[YOUR INSTRUCTIONS] Retype the data below exactly; skip every image.

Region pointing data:

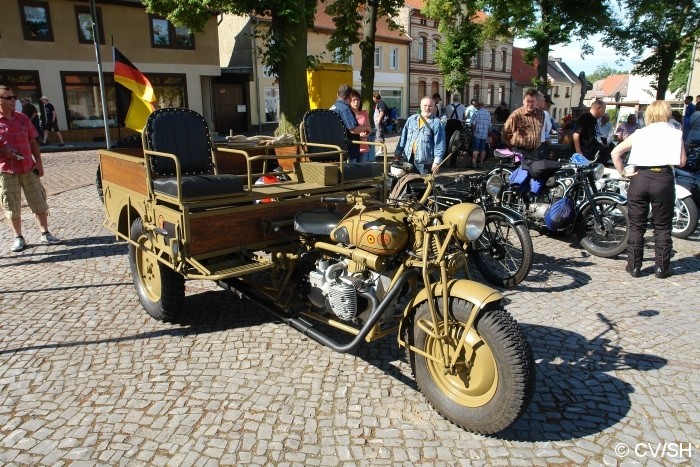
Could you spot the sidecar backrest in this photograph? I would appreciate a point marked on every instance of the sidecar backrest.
(184, 134)
(323, 126)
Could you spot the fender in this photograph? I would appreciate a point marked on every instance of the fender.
(511, 215)
(682, 192)
(606, 195)
(473, 292)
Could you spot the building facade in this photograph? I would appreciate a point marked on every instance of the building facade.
(489, 72)
(47, 49)
(258, 92)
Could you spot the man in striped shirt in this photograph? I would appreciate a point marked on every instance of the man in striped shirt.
(523, 128)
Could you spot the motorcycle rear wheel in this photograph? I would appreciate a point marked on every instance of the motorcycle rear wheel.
(503, 252)
(685, 218)
(608, 240)
(493, 380)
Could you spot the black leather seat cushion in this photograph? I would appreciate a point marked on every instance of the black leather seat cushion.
(361, 170)
(198, 186)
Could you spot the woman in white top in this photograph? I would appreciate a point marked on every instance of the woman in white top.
(655, 149)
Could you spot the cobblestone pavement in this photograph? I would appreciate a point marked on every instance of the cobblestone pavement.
(87, 378)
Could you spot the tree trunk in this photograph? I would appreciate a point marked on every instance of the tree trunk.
(294, 90)
(367, 44)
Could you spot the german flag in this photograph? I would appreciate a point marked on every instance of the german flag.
(134, 93)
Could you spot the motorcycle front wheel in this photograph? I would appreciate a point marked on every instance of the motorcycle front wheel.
(685, 218)
(493, 380)
(609, 238)
(503, 252)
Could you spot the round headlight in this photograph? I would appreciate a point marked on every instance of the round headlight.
(494, 185)
(468, 218)
(598, 171)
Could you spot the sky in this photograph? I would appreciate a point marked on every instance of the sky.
(571, 55)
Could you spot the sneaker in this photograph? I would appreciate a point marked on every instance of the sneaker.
(49, 239)
(19, 244)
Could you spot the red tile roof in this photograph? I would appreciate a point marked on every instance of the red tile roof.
(521, 72)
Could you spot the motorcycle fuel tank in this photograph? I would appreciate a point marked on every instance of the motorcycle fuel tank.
(381, 232)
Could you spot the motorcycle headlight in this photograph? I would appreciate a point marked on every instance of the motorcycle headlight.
(598, 171)
(494, 185)
(469, 219)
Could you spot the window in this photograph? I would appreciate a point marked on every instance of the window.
(170, 89)
(83, 21)
(339, 54)
(476, 60)
(272, 104)
(421, 48)
(164, 34)
(377, 57)
(23, 83)
(394, 58)
(83, 102)
(84, 105)
(36, 20)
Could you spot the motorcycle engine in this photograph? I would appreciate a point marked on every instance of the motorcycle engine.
(334, 290)
(539, 209)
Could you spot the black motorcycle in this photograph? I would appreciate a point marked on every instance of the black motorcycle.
(503, 253)
(562, 197)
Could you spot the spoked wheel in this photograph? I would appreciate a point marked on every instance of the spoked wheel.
(685, 218)
(493, 379)
(160, 289)
(609, 238)
(503, 253)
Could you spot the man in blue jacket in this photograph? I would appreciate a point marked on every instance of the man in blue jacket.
(422, 140)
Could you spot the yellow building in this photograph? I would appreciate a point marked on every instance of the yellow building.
(252, 95)
(46, 48)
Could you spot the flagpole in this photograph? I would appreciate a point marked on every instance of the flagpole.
(96, 40)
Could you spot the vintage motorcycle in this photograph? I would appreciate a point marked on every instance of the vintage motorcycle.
(685, 213)
(503, 252)
(381, 268)
(559, 197)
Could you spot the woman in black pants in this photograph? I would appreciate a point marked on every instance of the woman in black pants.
(656, 148)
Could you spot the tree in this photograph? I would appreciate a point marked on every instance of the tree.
(602, 72)
(663, 28)
(462, 38)
(284, 52)
(352, 17)
(546, 23)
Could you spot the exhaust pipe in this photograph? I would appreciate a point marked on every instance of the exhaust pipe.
(240, 288)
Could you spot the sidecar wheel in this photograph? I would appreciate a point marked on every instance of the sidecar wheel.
(160, 289)
(685, 218)
(609, 241)
(487, 393)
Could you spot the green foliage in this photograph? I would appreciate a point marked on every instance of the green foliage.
(655, 34)
(547, 23)
(462, 39)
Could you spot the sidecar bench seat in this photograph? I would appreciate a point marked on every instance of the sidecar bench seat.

[TASK ANSWER]
Could you spot the sidecar backrest in this photograph? I would appreciate a point marked on every instance of the sidecar backrest.
(184, 134)
(323, 126)
Could you spot the fender in this photograph? I would appreciate a point marked on every instance of the fender.
(511, 215)
(682, 192)
(606, 195)
(473, 292)
Could you spot the building facade in this photograph? I would appreciate a point marked on every instance of the building facade.
(489, 72)
(47, 49)
(258, 92)
Could you spot the man in striped shirt in this photograph? I would appreciate a point marked on every instance of the man in striped shirt.
(523, 128)
Could you spot the motorcycle rear wheel in this photograph? I would appreciate a point marked on every instance of the motorcycle rear wheel.
(503, 252)
(685, 218)
(608, 240)
(493, 380)
Could you spot the black leather seat cushion in this photograph? I would appreciate a point marked on every instance of the black leather seat cushion.
(361, 170)
(198, 186)
Could you spot the woman in white top in this photograph? I would appreciate a point marked on every instance of the woman in white top.
(655, 149)
Could you spot the cobblestone pavement in this photograph? I would appreciate a point marked on every instance of the cobblestone pavement.
(87, 378)
Could you spot the tree trunk in this photograph? I would appreciate a point marked on every instance of the tree trunk.
(294, 90)
(367, 44)
Could you spot the german flag in this photograph? I would appreciate a point marked on every instance of the german flag.
(134, 93)
Could you spot the motorcycle front wheel in this photograph? I would appreciate a point marked on every instance of the motorcycle front wheel.
(685, 218)
(493, 380)
(609, 238)
(503, 252)
Could you spot the round headlight in this photograph? I would appreciate a point marked on every instance of the round headlight.
(494, 185)
(468, 218)
(598, 171)
Could you spot the sky in this photograph? I would appreciate a point marked on every instance of the sky.
(571, 55)
Could you spot the sneaker in this photograph? I would appreciate a point marked on every instance of the sneaker.
(49, 239)
(19, 244)
Could you spot the red tile roof in this photograph? I would appreciate a point marked on every instance of the red tile roof.
(521, 72)
Could you spot the motorcycle fuel tank in this photograph? I would appreciate a point marked on every instance of the motorcycle fuel tank.
(381, 232)
Could you spot the motorcycle headlight in this photograph? I would appreciate a point marked on every instance of the motorcycle headlight.
(598, 171)
(494, 185)
(469, 219)
Could you spot the window in this photograph? I would appreciate a point marked on every instance of the window.
(170, 89)
(83, 21)
(339, 54)
(476, 60)
(272, 104)
(421, 48)
(164, 34)
(377, 57)
(23, 83)
(394, 58)
(83, 102)
(84, 105)
(36, 20)
Could you spot the motorcycle engine in this photograph? I would appreciate a point marked on every instance of the motorcycle engine.
(334, 290)
(539, 209)
Could you spot the black motorcycle in this photograph? I would appreciate a point marked on every instance of the black motorcycle.
(503, 253)
(562, 197)
Could you spot the spoked wheel in this photograph? I would appreciate a point marked on every instance of the spoked wheel.
(685, 218)
(493, 379)
(160, 289)
(609, 238)
(503, 253)
Could you spot the man in blue jacket in this photograph? I would appreciate a point marked on every instance of the man in blue jacket.
(422, 140)
Could you spot the yellow building in this photograph? I would appreciate a point marked on every instance of the yellow building.
(252, 95)
(46, 48)
Could you spot the flagpole in this photograph? I would appreciate a point marked on every instance of the flagpole.
(96, 40)
Could you spot the vintage motorcycle in this photograph? I would appreciate a point marked on every instance of the vintage motorcycle.
(685, 213)
(503, 252)
(381, 268)
(559, 197)
Could you spot the woman in black pants in this photograph? I would appreciate a point marked on every instance of the woman in black pants.
(656, 148)
Could you spot the tree in this photograph? I would appreciate a point marked on every instance of the tree.
(602, 72)
(663, 28)
(462, 38)
(284, 52)
(352, 17)
(546, 23)
Could you spot the exhaust pipe in this photograph? I would appreciate a point marked on every instance of the exhaust pipe.
(240, 288)
Could you spot the sidecar wheel in this photograph? I would appreciate a point marked on every instance of the sidecar wheel.
(160, 289)
(685, 218)
(609, 241)
(487, 393)
Could you spot the green foliage in this photograph? I would appreciate a point marked on every instance of the green foliage.
(655, 34)
(547, 23)
(462, 39)
Could you spot the sidecar bench seat in this photograph? I would appreciate a point marked on every instance of the sidecar bench seat.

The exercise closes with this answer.